### PROBLEM
With the line containing "Could you mark every instance of the man in red" as the first line and the last line of the records as the final one, reproduce that range exactly.

### RECORDS PROVIDED
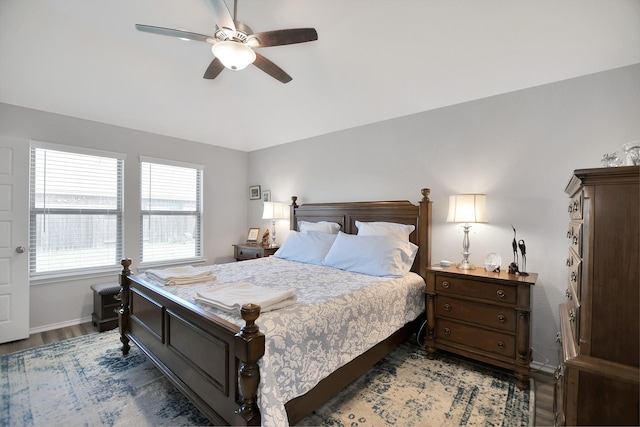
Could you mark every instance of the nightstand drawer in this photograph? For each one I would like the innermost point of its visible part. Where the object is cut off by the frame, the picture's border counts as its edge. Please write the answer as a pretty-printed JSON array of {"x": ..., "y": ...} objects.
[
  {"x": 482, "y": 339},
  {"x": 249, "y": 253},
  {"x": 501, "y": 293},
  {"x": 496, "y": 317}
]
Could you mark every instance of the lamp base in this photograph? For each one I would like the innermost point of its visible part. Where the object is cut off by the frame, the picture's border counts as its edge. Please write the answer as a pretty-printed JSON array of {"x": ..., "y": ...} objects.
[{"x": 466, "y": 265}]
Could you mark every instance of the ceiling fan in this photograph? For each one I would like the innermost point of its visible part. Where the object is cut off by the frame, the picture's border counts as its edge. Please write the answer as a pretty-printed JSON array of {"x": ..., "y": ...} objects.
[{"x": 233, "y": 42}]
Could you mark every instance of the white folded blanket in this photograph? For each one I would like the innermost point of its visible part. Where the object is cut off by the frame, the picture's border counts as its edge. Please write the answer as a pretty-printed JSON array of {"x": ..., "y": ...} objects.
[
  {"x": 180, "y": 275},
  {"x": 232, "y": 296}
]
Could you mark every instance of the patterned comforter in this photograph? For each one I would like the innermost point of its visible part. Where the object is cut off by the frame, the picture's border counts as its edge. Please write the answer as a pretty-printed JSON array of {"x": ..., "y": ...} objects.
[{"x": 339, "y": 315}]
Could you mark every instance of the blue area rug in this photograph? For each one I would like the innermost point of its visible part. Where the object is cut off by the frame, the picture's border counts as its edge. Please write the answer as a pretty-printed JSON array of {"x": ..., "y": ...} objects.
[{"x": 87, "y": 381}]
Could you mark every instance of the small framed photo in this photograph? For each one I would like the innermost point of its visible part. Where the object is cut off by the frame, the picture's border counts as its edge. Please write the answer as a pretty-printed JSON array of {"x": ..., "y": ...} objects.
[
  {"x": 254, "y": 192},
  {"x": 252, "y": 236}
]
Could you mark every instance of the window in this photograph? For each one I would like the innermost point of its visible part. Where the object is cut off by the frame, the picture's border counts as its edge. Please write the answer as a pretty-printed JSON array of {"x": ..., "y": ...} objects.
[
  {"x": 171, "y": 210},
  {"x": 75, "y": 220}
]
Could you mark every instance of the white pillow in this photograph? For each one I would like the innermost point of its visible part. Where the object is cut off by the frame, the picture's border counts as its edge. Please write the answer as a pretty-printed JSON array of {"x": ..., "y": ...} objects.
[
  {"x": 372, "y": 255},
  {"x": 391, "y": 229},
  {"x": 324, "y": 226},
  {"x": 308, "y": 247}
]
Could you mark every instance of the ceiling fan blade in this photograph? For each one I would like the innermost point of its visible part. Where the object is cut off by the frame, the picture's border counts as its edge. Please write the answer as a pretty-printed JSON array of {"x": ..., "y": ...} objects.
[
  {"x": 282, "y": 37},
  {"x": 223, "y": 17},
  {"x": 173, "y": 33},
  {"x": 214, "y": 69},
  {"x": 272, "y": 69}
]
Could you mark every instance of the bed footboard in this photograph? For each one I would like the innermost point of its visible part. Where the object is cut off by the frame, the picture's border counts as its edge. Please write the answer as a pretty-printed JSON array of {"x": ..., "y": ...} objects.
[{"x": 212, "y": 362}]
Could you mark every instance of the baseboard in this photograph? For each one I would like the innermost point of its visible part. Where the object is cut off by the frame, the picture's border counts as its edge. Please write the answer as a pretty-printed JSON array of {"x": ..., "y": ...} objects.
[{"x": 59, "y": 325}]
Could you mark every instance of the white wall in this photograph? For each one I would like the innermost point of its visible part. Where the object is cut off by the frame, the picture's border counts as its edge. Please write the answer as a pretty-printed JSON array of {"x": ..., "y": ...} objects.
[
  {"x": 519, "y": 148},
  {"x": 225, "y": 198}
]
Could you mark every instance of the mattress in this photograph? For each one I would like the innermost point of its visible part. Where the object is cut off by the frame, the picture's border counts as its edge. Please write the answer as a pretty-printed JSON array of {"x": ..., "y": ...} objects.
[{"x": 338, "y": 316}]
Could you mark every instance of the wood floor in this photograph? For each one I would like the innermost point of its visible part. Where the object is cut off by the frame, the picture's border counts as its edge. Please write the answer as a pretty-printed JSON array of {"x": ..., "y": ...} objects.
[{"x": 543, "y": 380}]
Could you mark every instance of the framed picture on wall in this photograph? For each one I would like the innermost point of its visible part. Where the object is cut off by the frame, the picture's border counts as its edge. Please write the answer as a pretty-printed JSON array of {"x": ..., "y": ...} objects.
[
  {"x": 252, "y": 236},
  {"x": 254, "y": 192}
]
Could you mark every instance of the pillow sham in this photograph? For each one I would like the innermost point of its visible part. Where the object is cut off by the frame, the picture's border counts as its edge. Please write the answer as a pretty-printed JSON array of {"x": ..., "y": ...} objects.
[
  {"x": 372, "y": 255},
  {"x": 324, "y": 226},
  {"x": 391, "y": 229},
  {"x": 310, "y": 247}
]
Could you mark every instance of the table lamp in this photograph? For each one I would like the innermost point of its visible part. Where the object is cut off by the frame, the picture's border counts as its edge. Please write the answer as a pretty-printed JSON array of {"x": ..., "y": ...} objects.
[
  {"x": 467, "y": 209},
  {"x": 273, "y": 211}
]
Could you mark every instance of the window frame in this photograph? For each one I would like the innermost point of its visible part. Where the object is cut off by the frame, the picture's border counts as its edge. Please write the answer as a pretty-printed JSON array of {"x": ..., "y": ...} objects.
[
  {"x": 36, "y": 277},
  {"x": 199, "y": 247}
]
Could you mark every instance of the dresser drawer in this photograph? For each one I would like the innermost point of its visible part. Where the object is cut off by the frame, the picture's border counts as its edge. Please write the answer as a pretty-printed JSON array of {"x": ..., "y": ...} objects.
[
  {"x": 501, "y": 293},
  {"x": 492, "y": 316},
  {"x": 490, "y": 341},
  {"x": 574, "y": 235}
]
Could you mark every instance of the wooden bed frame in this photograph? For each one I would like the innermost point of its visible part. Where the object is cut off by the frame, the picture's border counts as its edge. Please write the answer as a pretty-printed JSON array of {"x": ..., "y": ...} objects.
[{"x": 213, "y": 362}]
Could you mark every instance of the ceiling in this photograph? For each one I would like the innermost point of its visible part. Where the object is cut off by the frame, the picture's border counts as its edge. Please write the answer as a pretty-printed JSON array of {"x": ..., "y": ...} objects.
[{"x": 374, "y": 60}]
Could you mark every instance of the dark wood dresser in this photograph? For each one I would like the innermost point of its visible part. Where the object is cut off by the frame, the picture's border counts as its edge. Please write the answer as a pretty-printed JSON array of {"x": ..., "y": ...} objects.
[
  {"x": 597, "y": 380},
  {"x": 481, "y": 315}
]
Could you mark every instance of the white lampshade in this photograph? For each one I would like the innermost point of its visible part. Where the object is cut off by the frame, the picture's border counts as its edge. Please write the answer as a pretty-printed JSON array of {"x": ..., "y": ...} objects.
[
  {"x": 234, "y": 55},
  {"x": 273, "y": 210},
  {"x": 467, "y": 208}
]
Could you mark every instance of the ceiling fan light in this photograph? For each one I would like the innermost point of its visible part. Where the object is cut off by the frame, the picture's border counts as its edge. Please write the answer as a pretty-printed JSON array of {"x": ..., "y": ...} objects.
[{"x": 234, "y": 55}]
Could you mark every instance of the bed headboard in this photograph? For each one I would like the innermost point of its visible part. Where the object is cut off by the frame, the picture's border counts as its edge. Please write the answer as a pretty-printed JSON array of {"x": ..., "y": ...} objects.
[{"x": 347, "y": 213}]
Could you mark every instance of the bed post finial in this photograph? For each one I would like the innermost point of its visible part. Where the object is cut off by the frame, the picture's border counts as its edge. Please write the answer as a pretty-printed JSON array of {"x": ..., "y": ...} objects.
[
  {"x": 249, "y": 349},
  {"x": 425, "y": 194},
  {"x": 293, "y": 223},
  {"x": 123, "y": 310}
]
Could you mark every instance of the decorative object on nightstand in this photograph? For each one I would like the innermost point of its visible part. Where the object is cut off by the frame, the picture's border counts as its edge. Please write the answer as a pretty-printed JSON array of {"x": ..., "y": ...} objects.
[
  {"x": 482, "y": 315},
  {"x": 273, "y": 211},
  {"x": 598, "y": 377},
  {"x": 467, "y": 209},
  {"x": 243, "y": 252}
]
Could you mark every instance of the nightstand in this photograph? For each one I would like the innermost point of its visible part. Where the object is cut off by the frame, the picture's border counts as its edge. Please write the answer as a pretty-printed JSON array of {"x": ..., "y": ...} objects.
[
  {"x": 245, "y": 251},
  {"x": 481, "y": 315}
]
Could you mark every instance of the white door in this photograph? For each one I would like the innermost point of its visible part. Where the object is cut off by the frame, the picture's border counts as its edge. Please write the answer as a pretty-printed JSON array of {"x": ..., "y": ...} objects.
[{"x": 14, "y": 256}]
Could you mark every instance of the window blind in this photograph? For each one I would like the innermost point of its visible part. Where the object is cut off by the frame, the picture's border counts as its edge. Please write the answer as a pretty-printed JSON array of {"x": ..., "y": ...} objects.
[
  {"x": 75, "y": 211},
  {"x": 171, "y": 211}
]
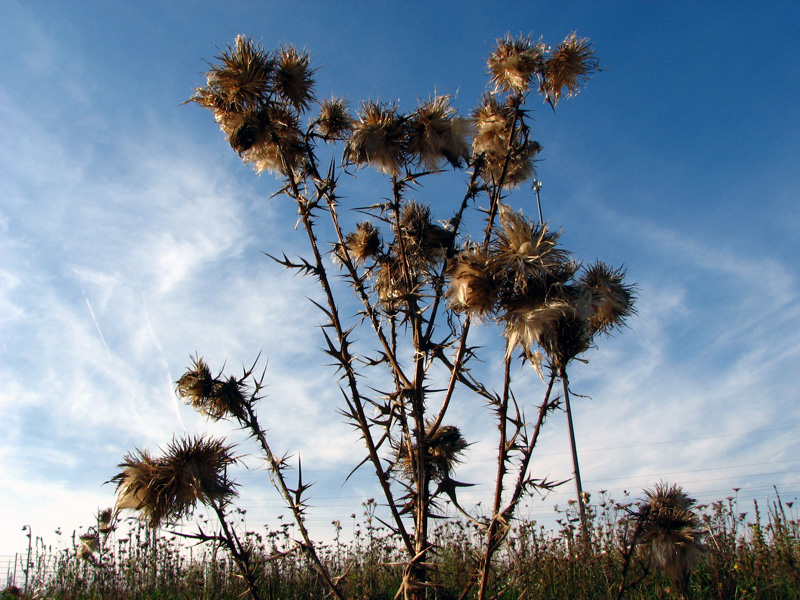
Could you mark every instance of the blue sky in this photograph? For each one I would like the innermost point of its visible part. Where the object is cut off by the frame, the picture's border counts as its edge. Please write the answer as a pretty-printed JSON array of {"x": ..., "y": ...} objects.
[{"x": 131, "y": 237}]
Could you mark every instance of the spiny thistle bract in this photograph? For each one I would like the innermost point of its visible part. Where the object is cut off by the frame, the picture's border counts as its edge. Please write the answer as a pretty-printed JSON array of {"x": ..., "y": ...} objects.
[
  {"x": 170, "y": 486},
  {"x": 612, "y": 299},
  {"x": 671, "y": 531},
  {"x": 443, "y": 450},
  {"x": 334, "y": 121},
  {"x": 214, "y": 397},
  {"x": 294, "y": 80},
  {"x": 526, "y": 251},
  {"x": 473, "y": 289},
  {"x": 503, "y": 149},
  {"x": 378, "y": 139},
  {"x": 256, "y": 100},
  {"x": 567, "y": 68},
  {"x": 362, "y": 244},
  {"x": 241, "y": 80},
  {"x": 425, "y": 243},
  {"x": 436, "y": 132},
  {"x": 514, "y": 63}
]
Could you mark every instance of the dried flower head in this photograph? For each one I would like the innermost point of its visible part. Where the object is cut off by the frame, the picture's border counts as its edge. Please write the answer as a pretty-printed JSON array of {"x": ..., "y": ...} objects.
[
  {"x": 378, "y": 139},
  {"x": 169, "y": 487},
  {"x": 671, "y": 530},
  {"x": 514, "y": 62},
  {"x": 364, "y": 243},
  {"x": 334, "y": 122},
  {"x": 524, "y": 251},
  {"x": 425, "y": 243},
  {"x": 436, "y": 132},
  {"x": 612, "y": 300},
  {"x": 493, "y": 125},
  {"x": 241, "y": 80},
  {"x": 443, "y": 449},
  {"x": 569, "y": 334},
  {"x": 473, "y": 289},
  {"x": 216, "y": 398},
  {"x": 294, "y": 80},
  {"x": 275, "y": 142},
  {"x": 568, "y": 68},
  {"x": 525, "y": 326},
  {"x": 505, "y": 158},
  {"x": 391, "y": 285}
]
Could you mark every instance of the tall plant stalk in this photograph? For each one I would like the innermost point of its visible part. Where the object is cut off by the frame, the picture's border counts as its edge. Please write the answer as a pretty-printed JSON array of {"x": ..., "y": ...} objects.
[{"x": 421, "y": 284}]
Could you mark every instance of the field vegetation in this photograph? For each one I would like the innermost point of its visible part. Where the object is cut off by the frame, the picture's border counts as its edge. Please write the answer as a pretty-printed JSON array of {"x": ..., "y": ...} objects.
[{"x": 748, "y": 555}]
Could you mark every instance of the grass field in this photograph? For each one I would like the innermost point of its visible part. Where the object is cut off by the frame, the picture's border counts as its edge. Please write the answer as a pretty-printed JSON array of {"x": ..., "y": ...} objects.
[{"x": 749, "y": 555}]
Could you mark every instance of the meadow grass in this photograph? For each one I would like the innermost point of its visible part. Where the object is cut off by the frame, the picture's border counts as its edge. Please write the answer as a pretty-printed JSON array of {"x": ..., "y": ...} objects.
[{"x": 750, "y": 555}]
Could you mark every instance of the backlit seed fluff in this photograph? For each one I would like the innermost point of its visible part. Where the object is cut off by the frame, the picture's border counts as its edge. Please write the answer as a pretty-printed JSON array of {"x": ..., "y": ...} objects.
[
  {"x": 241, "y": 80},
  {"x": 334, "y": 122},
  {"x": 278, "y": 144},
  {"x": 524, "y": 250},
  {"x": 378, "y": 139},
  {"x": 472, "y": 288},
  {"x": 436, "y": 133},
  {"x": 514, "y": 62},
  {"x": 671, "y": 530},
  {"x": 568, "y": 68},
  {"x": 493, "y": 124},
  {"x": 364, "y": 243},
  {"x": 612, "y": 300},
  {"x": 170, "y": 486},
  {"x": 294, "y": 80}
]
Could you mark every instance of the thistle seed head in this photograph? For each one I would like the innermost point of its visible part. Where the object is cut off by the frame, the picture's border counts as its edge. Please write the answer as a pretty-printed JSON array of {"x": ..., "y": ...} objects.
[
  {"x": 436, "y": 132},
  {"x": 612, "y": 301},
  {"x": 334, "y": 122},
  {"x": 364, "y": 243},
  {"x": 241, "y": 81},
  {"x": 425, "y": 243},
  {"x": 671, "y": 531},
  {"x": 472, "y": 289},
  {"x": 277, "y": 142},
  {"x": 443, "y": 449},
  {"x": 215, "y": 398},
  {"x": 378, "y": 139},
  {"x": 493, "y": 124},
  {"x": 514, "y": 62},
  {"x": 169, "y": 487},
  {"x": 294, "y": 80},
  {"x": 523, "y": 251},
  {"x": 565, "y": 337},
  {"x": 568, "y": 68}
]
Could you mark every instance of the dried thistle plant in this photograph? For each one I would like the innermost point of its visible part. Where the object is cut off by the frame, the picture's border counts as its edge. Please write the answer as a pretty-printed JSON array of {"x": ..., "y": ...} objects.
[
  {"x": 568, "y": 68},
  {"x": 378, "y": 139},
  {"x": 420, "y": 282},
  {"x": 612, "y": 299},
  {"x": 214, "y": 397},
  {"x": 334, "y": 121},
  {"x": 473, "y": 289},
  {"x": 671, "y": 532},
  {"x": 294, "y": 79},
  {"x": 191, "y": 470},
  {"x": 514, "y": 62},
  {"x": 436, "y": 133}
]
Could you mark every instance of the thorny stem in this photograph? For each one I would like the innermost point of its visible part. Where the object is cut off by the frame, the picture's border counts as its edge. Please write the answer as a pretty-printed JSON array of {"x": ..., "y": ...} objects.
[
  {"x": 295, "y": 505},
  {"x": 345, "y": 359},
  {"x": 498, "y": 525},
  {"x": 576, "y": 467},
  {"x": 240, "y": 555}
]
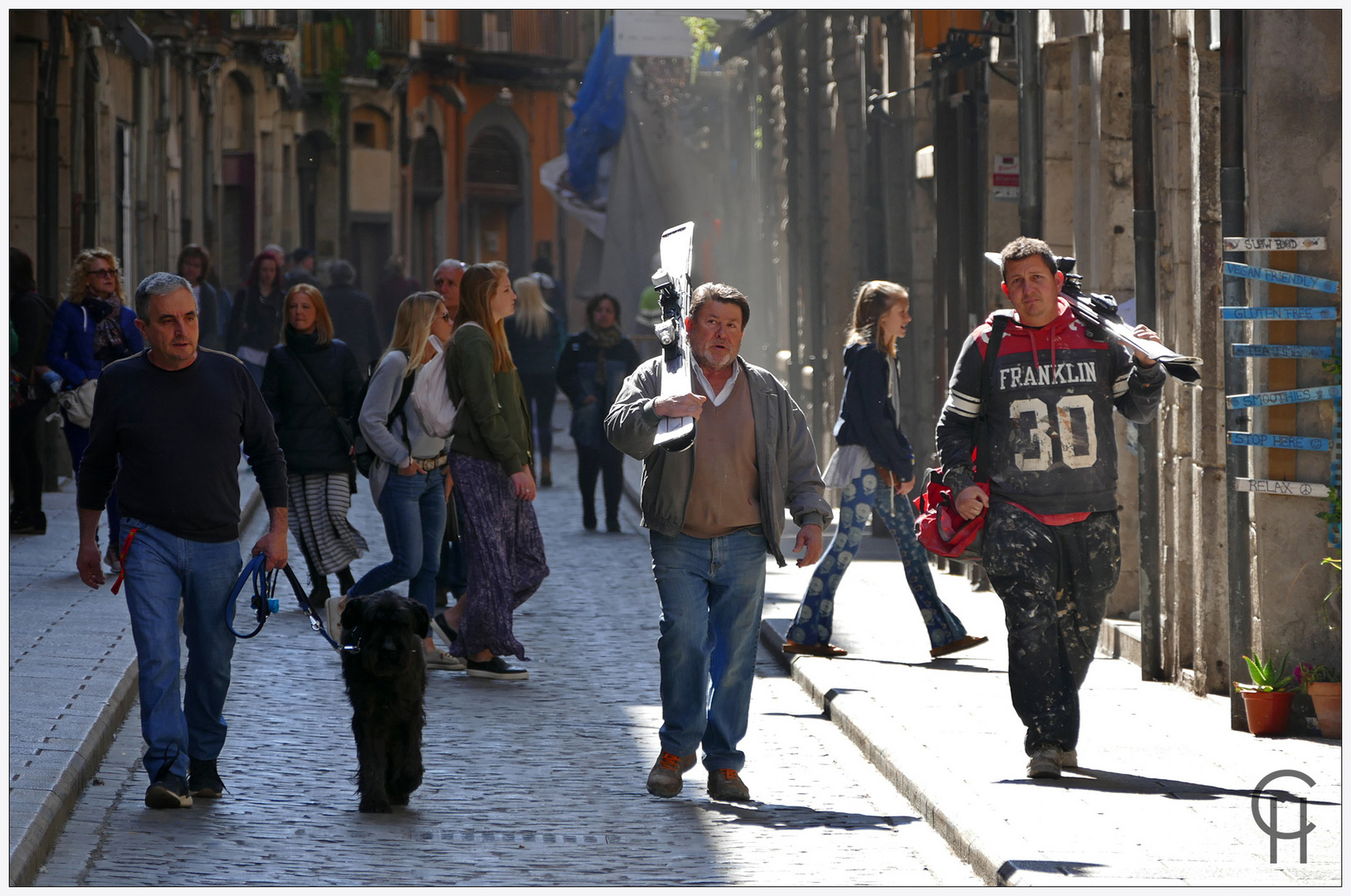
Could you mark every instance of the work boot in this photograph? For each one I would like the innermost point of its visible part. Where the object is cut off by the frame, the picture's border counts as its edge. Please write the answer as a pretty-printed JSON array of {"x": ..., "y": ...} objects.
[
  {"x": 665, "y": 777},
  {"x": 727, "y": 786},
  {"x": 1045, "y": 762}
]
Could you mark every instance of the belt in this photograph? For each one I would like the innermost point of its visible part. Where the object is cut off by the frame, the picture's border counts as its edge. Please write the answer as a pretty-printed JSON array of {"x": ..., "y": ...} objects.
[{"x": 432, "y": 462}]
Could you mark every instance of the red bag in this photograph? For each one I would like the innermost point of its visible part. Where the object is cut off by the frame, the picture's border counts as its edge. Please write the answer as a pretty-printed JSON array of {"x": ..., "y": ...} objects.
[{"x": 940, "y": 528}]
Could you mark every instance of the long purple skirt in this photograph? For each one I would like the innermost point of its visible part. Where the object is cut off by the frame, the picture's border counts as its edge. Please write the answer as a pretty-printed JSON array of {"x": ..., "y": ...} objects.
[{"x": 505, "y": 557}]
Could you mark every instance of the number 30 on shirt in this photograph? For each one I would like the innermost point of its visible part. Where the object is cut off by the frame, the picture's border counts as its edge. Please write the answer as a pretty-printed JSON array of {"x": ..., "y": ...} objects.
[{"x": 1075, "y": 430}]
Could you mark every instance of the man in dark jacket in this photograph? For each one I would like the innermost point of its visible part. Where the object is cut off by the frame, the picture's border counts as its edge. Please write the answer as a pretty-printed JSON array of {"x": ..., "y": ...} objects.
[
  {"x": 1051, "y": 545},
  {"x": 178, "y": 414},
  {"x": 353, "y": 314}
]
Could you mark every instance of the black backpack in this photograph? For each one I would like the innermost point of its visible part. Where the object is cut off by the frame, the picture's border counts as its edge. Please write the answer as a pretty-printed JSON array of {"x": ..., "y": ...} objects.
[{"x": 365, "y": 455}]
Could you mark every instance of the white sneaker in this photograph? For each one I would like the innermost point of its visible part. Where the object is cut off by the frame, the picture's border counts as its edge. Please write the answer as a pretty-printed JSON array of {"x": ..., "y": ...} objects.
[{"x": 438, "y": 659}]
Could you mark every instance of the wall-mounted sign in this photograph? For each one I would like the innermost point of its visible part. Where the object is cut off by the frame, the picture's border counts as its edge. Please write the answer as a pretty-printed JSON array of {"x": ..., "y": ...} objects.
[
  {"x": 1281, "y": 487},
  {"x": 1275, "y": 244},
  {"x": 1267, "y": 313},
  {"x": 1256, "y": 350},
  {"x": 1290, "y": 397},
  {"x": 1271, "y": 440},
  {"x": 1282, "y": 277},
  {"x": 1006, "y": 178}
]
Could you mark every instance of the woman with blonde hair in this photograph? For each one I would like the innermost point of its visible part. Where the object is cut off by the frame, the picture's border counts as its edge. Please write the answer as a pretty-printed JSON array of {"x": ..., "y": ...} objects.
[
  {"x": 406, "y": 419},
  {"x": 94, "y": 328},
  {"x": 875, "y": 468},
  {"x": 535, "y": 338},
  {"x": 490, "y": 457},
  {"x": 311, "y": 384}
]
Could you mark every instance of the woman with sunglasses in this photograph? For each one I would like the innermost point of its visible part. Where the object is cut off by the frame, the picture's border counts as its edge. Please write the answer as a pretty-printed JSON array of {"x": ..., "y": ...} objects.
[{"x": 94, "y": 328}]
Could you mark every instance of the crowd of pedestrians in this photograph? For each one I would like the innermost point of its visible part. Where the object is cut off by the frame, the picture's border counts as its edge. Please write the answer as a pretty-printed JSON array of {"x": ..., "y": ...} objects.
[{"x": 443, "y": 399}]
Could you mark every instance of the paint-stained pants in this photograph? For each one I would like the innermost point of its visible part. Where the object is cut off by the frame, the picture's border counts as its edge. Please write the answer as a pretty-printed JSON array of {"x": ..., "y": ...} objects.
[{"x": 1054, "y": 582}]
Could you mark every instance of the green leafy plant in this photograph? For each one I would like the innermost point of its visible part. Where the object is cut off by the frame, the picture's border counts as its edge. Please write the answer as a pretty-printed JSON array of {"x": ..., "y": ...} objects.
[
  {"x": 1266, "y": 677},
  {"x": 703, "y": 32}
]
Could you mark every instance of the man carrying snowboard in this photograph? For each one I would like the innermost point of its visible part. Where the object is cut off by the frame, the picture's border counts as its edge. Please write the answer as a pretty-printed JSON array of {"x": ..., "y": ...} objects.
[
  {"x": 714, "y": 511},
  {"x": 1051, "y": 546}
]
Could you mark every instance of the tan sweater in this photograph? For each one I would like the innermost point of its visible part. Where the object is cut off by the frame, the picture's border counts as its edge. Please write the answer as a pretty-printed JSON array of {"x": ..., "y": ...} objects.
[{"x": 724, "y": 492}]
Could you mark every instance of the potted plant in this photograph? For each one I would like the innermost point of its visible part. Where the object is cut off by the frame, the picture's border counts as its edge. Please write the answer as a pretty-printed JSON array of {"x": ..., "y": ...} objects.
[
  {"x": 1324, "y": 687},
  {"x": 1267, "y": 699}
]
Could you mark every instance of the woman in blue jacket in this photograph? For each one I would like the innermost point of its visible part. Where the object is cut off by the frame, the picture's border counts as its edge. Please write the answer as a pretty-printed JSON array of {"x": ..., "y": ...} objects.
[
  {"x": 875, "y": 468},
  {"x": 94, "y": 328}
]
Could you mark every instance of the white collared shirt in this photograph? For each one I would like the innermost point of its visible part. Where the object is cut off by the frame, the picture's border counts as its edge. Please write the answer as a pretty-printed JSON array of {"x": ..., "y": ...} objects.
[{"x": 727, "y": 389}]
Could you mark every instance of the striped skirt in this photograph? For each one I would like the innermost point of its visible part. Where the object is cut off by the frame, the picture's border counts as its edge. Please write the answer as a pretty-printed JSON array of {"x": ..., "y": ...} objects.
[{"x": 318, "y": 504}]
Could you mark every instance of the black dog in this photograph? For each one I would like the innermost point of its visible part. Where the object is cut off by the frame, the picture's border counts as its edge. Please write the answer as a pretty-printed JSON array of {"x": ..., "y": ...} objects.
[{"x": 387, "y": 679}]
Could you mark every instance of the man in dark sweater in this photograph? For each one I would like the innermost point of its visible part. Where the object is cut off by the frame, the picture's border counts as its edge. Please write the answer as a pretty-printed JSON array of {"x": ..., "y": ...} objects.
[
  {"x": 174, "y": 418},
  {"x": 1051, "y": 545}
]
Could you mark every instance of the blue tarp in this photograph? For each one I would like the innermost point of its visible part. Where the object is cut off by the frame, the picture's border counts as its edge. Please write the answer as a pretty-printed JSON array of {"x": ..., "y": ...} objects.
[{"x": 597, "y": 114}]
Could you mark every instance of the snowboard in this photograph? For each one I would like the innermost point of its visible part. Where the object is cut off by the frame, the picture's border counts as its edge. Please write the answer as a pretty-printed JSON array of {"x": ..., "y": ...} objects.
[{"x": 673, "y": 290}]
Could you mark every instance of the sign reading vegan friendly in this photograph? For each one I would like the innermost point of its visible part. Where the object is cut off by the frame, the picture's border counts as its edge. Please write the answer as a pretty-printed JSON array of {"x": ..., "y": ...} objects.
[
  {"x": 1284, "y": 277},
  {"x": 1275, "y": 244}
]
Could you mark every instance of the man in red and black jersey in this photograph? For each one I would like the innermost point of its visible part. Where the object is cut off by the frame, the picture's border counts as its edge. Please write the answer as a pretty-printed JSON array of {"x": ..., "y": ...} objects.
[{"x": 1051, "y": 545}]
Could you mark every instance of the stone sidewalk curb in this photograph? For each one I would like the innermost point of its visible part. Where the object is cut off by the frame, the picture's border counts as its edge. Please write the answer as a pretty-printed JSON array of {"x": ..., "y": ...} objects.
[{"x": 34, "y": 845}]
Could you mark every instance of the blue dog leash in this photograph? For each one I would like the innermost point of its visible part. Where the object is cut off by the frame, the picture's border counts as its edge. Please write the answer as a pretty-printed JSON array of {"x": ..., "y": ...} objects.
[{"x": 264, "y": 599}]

### ANSWER TO THE PROBLEM
Could you mark every instance of the man in red and black jersey in this photograph? For each one I would like the innermost point of its visible part. Where the object is cut off by the frame, the picture's border counts as its edge. Please write the answer as a pretty-printed JSON array of {"x": ..., "y": ...} objects.
[{"x": 1051, "y": 545}]
Could you mark every instance of the stone sidewalk curb in this photograph? For each one I would like the innermost point of its visible part. Where the object is cut off by the frame, the picture's border counts as its edge. Please write the answer as a pretty-printed JSON array of {"x": ..., "y": ...} objects.
[{"x": 34, "y": 845}]
Could you mark every instance of the blue dog leash in this photograph? For each one I would like the innermost point of its visible part. Where the object is cut off by the frame, the picture's border counts as its edge. Please write the answer as a pretty-printed JSON array of {"x": ..., "y": ...} objects.
[{"x": 264, "y": 599}]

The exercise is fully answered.